Gateway TLS hosts 冲突导致配置被拒绝

故障现象

网格中同时存在以下两个 Gateway

apiVersion: networking.istio.io/v1beta1
kind: Gateway
metadata:
  name: test1
spec:
  selector:
    istio: ingressgateway
  servers:
  - hosts:
    - test1.example.com
    port:
      name: https
      number: 443
      protocol: HTTPS
    tls:
      credentialName: example-credential
      mode: SIMPLE
---
apiVersion: networking.istio.io/v1beta1
kind: Gateway
metadata:
  name: test2
spec:
  selector:
    istio: ingressgateway
  servers:
  - hosts:
    - test1.example.com
    - test2.example.com
    port:
      name: https
      number: 443
      protocol: HTTPS
    tls:
      credentialName: example-credential
      mode: SIMPLE

172.18.0.6 为 ingress gateway Pod IP,请求 https://test1.example.com 正常返回 404

curl -i -HHost:test1.example.com --resolve "test1.example.com:443:172.18.0.6" --cacert example.com.crt "https://test1.example.com"
┄┄┄┄┄┄┄┄┄┄┄┄┄┄┄┄┄┄┄┄
任务说明
请从上方关于 Gateway TLS hosts 冲突的文本的最后一句之后接着续写。
┄┄┄┄┄┄┄┄┄┄┄┄┄┄┄┄┄┄┄┄
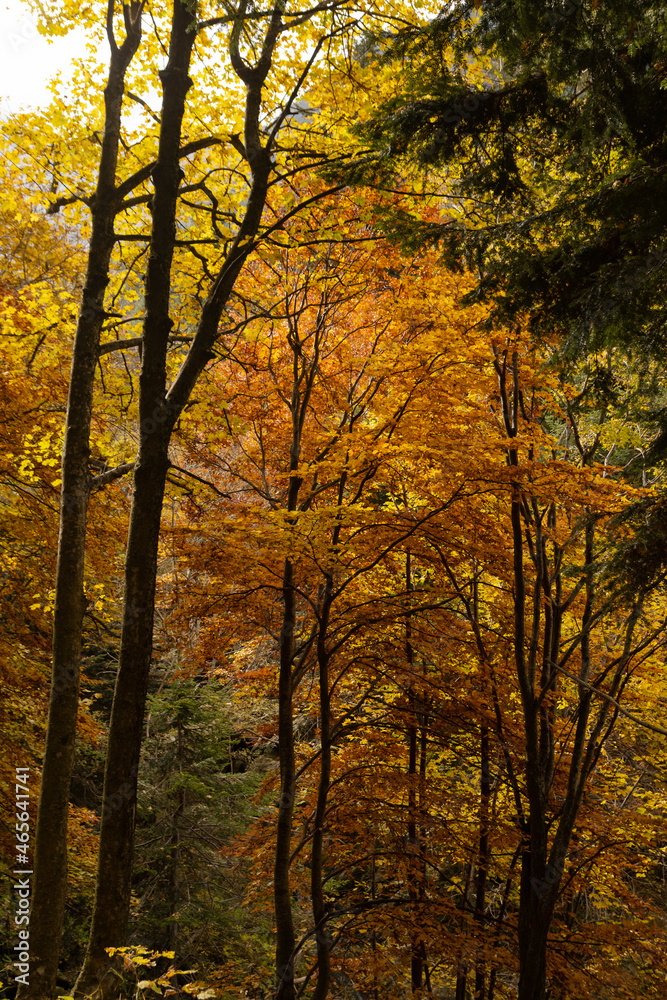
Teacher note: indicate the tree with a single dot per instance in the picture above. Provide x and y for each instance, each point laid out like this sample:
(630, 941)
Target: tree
(253, 43)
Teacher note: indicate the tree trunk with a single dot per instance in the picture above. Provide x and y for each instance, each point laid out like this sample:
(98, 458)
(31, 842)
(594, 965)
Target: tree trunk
(322, 939)
(285, 940)
(50, 858)
(112, 900)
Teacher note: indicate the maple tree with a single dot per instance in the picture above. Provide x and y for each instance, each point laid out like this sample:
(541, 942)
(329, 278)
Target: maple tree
(390, 521)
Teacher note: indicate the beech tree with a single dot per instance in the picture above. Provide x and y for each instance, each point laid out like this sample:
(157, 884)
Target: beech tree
(254, 40)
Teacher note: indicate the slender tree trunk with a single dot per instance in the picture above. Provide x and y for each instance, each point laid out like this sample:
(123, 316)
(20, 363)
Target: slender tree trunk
(112, 900)
(50, 858)
(322, 938)
(482, 859)
(285, 939)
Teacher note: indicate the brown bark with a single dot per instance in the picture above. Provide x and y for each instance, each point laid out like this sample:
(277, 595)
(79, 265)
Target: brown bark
(112, 900)
(50, 858)
(542, 863)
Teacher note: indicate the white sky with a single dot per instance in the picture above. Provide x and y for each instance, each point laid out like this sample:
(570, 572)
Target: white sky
(27, 60)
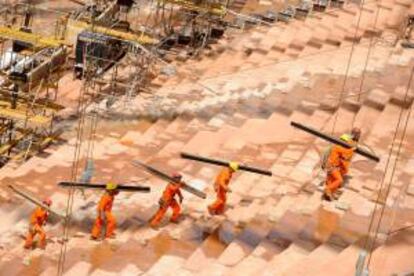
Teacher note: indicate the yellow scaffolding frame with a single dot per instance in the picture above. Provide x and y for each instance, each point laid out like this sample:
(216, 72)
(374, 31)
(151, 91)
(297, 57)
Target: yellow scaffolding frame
(212, 8)
(38, 41)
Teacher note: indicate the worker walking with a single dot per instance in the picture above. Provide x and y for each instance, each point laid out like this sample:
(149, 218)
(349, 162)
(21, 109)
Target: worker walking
(105, 213)
(337, 163)
(37, 220)
(221, 187)
(168, 201)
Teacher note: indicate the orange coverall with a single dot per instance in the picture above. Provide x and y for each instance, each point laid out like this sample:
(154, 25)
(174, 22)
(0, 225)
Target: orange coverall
(168, 201)
(105, 208)
(37, 220)
(338, 164)
(221, 188)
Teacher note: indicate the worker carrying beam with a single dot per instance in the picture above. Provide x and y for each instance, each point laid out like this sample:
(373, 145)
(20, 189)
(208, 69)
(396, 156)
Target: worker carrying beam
(168, 201)
(37, 220)
(104, 212)
(221, 187)
(336, 162)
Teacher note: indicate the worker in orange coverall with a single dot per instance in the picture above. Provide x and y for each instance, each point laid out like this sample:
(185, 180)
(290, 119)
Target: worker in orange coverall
(37, 220)
(168, 201)
(221, 187)
(104, 213)
(338, 162)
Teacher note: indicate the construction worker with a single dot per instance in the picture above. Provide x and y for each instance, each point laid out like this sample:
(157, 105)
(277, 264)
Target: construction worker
(104, 213)
(221, 187)
(168, 201)
(37, 220)
(338, 162)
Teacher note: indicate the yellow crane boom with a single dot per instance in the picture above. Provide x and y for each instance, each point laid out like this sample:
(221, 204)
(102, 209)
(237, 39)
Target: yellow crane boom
(139, 38)
(212, 8)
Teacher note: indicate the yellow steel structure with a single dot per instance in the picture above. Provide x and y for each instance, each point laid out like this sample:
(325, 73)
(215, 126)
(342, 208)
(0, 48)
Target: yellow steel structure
(141, 39)
(36, 40)
(21, 115)
(212, 8)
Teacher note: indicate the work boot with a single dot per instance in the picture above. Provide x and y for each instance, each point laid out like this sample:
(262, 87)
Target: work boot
(93, 238)
(112, 236)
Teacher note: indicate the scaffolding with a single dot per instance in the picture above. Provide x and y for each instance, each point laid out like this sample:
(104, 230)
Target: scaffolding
(31, 65)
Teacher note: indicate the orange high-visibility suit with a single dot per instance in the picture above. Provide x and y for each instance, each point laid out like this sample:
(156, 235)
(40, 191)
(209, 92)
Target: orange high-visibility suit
(221, 186)
(168, 201)
(37, 220)
(338, 164)
(105, 213)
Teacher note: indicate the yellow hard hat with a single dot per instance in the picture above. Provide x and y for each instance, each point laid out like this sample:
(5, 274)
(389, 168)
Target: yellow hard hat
(346, 137)
(111, 186)
(234, 165)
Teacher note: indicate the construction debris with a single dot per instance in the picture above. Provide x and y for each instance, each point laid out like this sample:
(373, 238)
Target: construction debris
(20, 191)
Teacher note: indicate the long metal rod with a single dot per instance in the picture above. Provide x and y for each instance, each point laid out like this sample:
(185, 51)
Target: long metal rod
(334, 140)
(224, 163)
(166, 177)
(36, 201)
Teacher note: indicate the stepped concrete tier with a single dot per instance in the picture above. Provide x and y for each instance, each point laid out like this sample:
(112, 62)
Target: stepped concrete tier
(314, 71)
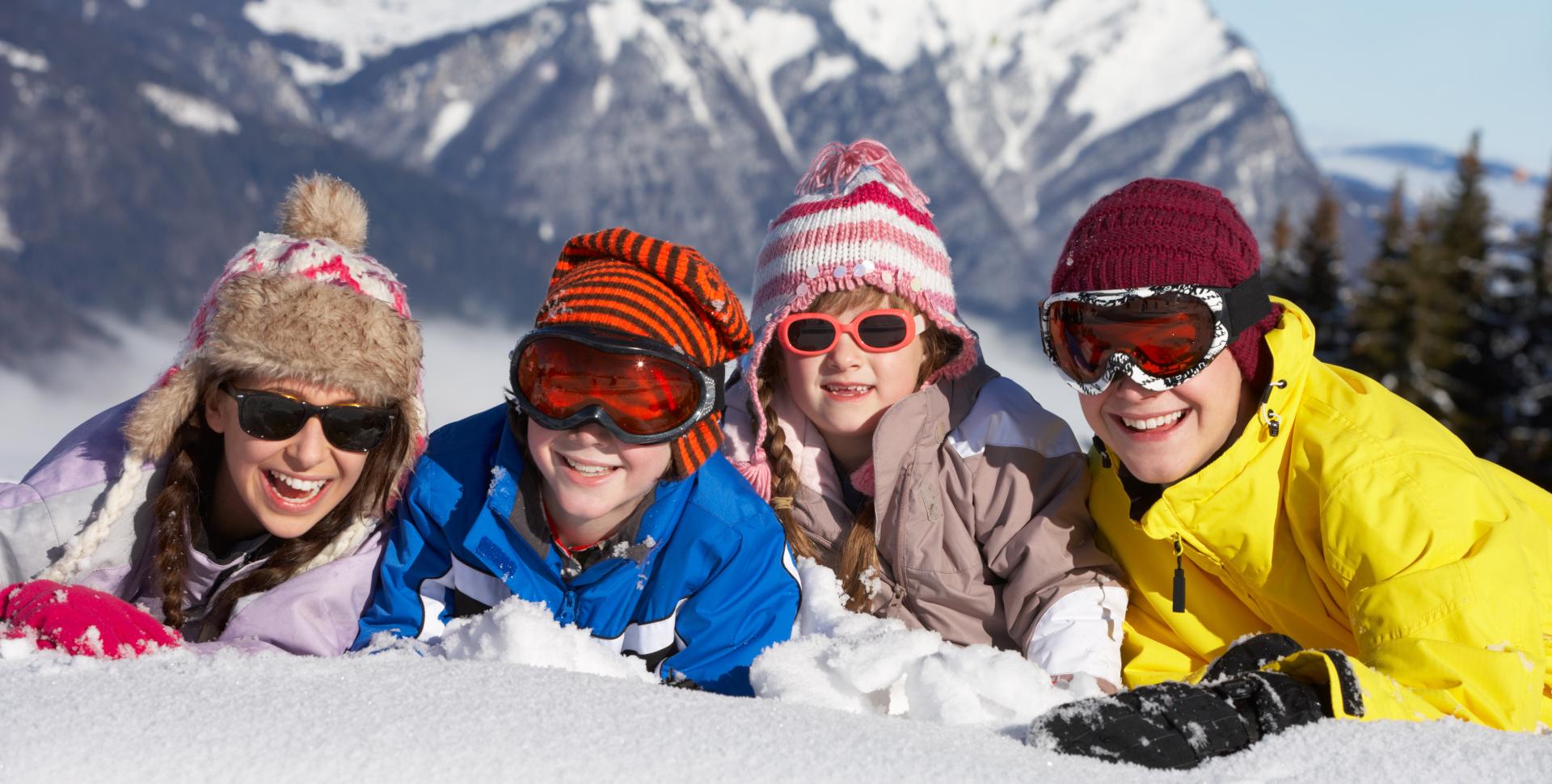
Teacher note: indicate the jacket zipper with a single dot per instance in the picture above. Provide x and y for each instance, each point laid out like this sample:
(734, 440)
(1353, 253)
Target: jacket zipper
(1179, 595)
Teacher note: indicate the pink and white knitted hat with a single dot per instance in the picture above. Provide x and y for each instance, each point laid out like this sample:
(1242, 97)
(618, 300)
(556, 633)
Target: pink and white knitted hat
(306, 305)
(858, 221)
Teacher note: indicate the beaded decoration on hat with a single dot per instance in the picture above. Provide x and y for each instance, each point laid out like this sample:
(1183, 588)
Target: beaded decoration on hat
(643, 286)
(858, 221)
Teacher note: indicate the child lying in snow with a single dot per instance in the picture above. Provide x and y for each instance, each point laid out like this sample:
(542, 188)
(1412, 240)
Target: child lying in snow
(271, 448)
(600, 490)
(1326, 546)
(939, 492)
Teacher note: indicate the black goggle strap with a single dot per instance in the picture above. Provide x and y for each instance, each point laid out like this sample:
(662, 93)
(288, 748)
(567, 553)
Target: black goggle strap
(1245, 305)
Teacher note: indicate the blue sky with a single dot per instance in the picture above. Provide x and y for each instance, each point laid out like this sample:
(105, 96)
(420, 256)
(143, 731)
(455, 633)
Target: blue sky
(1420, 70)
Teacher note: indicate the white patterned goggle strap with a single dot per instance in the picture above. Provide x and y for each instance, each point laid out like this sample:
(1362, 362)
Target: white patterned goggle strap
(1233, 311)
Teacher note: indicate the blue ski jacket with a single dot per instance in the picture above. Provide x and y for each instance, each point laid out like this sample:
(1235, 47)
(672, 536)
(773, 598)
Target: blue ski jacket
(705, 588)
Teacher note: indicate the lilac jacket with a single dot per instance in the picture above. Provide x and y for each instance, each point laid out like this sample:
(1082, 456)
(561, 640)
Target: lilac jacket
(310, 613)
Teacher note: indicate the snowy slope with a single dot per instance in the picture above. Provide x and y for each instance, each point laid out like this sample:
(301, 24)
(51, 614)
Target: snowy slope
(693, 118)
(465, 373)
(686, 118)
(1513, 192)
(504, 714)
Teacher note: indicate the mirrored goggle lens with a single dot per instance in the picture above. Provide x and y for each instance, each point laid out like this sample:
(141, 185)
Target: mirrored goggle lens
(811, 334)
(1166, 335)
(884, 331)
(816, 334)
(275, 418)
(641, 393)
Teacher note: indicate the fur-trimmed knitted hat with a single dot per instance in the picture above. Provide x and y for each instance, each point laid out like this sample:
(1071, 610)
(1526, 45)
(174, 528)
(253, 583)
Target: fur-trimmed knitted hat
(1160, 234)
(306, 305)
(858, 221)
(637, 285)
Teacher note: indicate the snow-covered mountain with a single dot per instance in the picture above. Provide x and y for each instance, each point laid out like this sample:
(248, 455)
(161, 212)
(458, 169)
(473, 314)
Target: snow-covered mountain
(1428, 173)
(487, 131)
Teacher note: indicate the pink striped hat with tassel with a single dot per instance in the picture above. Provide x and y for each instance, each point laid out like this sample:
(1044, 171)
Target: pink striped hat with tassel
(858, 221)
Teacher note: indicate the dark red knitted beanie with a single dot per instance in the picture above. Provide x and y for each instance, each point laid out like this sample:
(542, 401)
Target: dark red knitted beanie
(1158, 234)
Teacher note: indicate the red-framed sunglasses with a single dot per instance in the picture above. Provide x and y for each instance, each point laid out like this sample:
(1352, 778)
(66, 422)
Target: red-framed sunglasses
(875, 331)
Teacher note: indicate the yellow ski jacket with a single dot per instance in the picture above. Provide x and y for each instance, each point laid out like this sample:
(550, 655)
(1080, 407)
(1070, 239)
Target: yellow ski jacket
(1417, 576)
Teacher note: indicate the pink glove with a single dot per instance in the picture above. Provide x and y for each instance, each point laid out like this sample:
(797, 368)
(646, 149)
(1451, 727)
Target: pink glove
(81, 622)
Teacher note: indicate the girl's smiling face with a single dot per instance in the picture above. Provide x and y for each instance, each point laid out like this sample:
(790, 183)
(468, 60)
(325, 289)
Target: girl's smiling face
(592, 480)
(281, 488)
(1164, 436)
(848, 390)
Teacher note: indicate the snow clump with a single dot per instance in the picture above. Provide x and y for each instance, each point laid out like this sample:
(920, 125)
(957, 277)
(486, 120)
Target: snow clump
(858, 664)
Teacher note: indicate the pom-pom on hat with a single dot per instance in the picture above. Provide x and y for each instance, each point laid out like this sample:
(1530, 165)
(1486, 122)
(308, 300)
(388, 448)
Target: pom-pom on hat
(630, 283)
(1160, 234)
(305, 305)
(858, 221)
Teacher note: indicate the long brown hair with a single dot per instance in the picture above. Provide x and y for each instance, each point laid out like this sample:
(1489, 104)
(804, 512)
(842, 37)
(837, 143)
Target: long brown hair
(192, 475)
(858, 556)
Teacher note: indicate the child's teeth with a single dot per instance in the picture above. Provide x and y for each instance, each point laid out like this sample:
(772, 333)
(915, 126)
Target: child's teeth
(298, 485)
(1152, 423)
(593, 470)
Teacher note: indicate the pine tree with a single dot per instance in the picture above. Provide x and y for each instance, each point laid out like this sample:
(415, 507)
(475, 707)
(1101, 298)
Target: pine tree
(1528, 426)
(1282, 275)
(1464, 364)
(1321, 291)
(1383, 315)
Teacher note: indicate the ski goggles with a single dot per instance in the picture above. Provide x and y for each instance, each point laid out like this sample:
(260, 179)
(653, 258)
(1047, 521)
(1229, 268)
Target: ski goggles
(1157, 335)
(276, 416)
(875, 331)
(637, 389)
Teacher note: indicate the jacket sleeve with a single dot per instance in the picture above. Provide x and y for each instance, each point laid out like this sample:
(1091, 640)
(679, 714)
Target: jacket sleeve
(1445, 576)
(1059, 588)
(312, 613)
(745, 606)
(411, 590)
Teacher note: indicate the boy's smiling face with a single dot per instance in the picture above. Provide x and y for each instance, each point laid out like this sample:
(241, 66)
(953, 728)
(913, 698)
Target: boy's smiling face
(592, 480)
(1164, 436)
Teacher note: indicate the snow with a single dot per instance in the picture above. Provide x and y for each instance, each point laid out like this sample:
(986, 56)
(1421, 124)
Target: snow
(860, 664)
(449, 123)
(512, 699)
(617, 22)
(20, 59)
(828, 69)
(188, 111)
(519, 632)
(465, 373)
(1163, 52)
(851, 699)
(8, 239)
(369, 28)
(762, 42)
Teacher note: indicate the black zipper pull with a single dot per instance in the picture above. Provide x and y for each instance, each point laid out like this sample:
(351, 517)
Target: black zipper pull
┄┄┄┄┄┄┄┄┄┄┄┄┄┄┄┄┄┄┄┄
任务答复
HTTP/2 404
date: Mon, 29 Nov 2021 06:59:26 GMT
server: istio-envoy

请求 https://test2.example.com 异常

$ curl  -HHost:test2.example.com --resolve "test2.example.com:443:172.18.0.6" --cacert example.com.crt "https://test2.example.com"
curl: (35) OpenSSL SSL_connect: Connection reset by peer in connection to test2.example.com:443

故障原因

通过 istiod 监控发现pilot_total_rejected_configs指标异常,显示default/test2配置被拒绝 调整 istiod 日志级别查看被拒绝的原因

--log_output_level=model:debug
2021-11-29T07:24:21.703924Z	debug	model	skipping server on gateway default/test2, duplicate host names: [test1.example.com]

通过日志定位到具体代码位置

if duplicateHosts := CheckDuplicates(s.Hosts, tlsHostsByPort[resolvedPort]); len(duplicateHosts) != 0 {
    log.Debugf("skipping server on gateway %s, duplicate host names: %v", gatewayName, duplicateHosts)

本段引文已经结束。